Exercise prompt -
Go through the following data and transcribe exactly the stretch of lines from the one holding "Target: bridge deck" to the one holding "Target: cyclist in orange shirt", both included.
*** Begin section ***
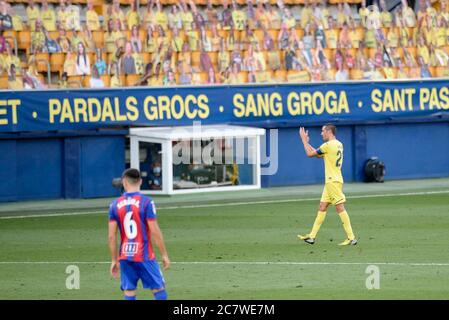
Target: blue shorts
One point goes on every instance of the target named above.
(147, 271)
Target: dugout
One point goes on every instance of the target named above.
(196, 158)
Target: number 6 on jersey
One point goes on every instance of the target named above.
(130, 226)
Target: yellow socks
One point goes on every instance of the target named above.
(347, 224)
(317, 224)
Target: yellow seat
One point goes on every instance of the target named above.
(57, 62)
(106, 79)
(280, 75)
(132, 80)
(3, 82)
(42, 61)
(98, 37)
(24, 40)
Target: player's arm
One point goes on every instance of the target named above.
(310, 151)
(112, 240)
(159, 241)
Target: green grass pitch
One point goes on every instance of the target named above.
(245, 251)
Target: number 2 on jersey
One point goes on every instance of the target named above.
(130, 226)
(339, 155)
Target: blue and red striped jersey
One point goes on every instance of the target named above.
(131, 212)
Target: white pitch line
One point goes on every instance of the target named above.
(228, 204)
(282, 263)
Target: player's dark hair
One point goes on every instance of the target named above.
(132, 175)
(331, 128)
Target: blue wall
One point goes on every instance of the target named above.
(82, 166)
(419, 150)
(60, 167)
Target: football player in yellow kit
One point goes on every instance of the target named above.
(332, 153)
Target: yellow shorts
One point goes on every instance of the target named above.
(333, 193)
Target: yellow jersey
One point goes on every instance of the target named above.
(332, 152)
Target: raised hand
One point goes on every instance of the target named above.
(304, 135)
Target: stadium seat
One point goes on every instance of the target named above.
(24, 40)
(42, 61)
(98, 37)
(3, 82)
(57, 62)
(106, 79)
(132, 80)
(280, 75)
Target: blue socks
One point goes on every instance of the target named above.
(160, 295)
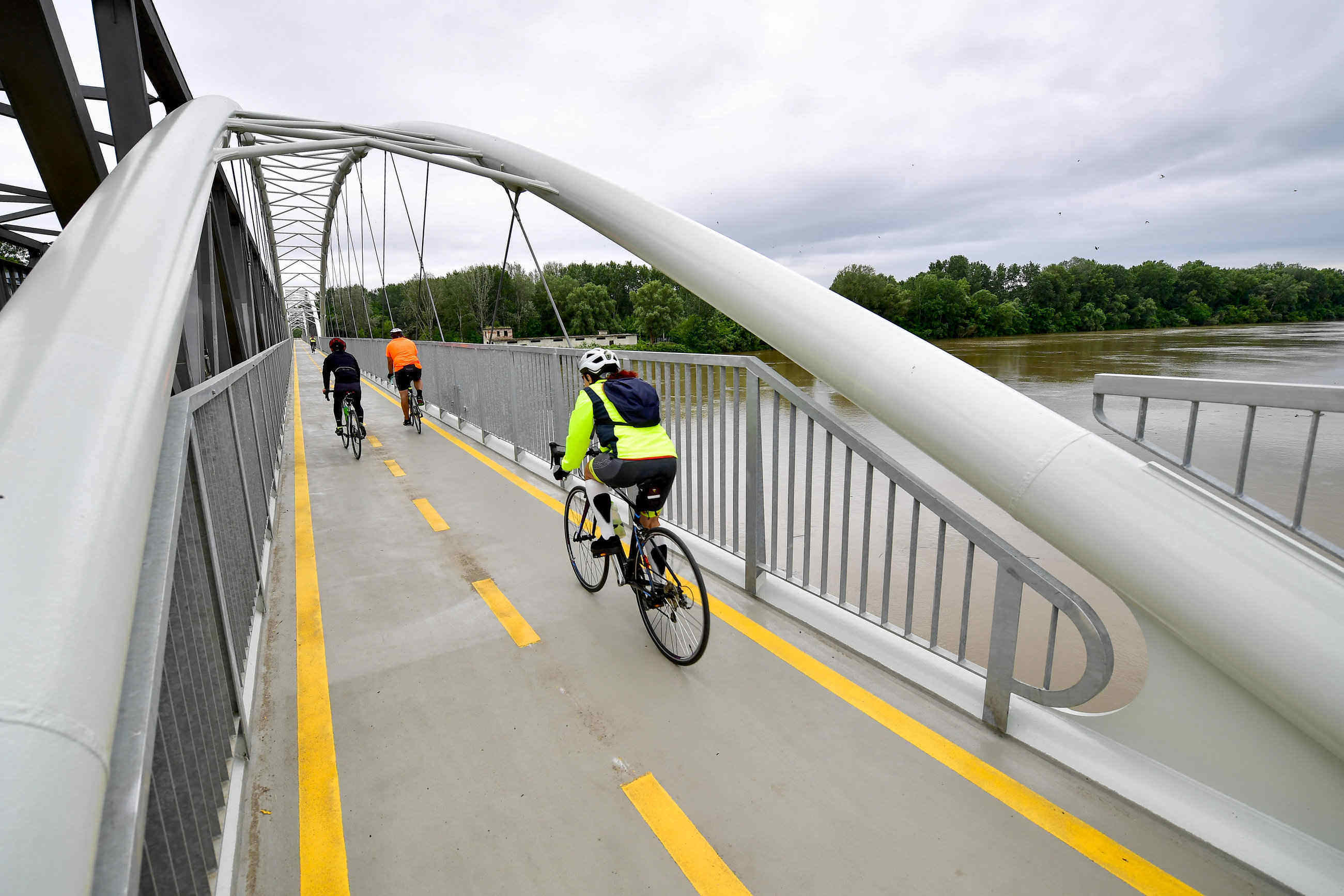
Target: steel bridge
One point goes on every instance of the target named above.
(238, 660)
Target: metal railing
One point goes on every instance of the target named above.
(784, 484)
(1252, 395)
(183, 723)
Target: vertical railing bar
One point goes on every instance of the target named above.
(236, 679)
(738, 457)
(965, 602)
(826, 516)
(844, 524)
(679, 484)
(1246, 451)
(910, 573)
(793, 453)
(242, 477)
(775, 484)
(937, 583)
(709, 452)
(723, 456)
(1307, 472)
(867, 524)
(701, 458)
(756, 488)
(807, 504)
(887, 551)
(1190, 435)
(1003, 648)
(1050, 645)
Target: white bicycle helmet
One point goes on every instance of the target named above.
(597, 361)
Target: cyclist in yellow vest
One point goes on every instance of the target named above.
(623, 410)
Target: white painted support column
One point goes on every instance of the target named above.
(104, 310)
(1262, 613)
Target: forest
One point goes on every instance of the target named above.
(591, 297)
(957, 297)
(953, 299)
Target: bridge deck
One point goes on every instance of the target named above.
(468, 763)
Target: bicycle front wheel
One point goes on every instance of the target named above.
(670, 592)
(580, 531)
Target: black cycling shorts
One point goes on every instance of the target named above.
(406, 377)
(654, 476)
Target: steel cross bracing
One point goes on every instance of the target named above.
(299, 168)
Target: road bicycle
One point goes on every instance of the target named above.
(350, 430)
(658, 566)
(414, 404)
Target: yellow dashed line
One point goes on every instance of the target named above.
(436, 521)
(699, 861)
(508, 617)
(321, 836)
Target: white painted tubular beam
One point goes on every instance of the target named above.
(1256, 609)
(99, 320)
(1184, 389)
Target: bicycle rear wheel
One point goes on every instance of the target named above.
(580, 531)
(670, 592)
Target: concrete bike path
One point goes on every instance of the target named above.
(470, 763)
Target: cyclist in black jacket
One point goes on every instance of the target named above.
(342, 366)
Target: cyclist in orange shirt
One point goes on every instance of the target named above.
(404, 366)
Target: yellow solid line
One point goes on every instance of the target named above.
(436, 521)
(508, 617)
(698, 860)
(321, 836)
(1119, 860)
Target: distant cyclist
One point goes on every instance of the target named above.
(636, 451)
(342, 366)
(404, 366)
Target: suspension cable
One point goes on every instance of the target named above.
(359, 264)
(420, 243)
(513, 202)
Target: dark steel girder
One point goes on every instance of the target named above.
(122, 73)
(49, 104)
(159, 59)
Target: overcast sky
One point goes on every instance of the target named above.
(828, 133)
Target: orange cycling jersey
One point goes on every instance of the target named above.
(402, 352)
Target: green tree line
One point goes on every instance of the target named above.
(591, 297)
(957, 297)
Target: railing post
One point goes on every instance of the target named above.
(1003, 648)
(756, 487)
(562, 424)
(515, 428)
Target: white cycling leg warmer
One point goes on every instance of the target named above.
(600, 498)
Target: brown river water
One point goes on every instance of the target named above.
(1057, 370)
*** End section ***
Response to this exercise -
Target: bridge deck
One point goes on every instance of the target named above.
(468, 763)
Target: bicycle front wheel
One point goes on every instance of the target named above.
(670, 592)
(580, 531)
Target: black cycling shorts
One point goes on every instance of the target named above.
(406, 377)
(654, 476)
Target: steel cross bracing
One point goes on every instance of the target named above.
(299, 168)
Target: road bicycle
One point goes on every instance of the target named above.
(350, 430)
(658, 566)
(414, 404)
Target: yellow dashed line
One point goes on every instance of the target named above.
(436, 521)
(699, 861)
(508, 617)
(321, 836)
Target: white painted tubular beam
One point goes on every instance of the target named above.
(1256, 609)
(99, 320)
(1184, 389)
Target: bicycle rear wheel
One point goes on every instance of the target named above.
(580, 531)
(670, 592)
Target: concrete bike path
One point goes on every instance of the target named above.
(470, 763)
Target: cyclist in black jacket
One point goes on every instance of the target named above.
(342, 366)
Target: cyclist in orange shirt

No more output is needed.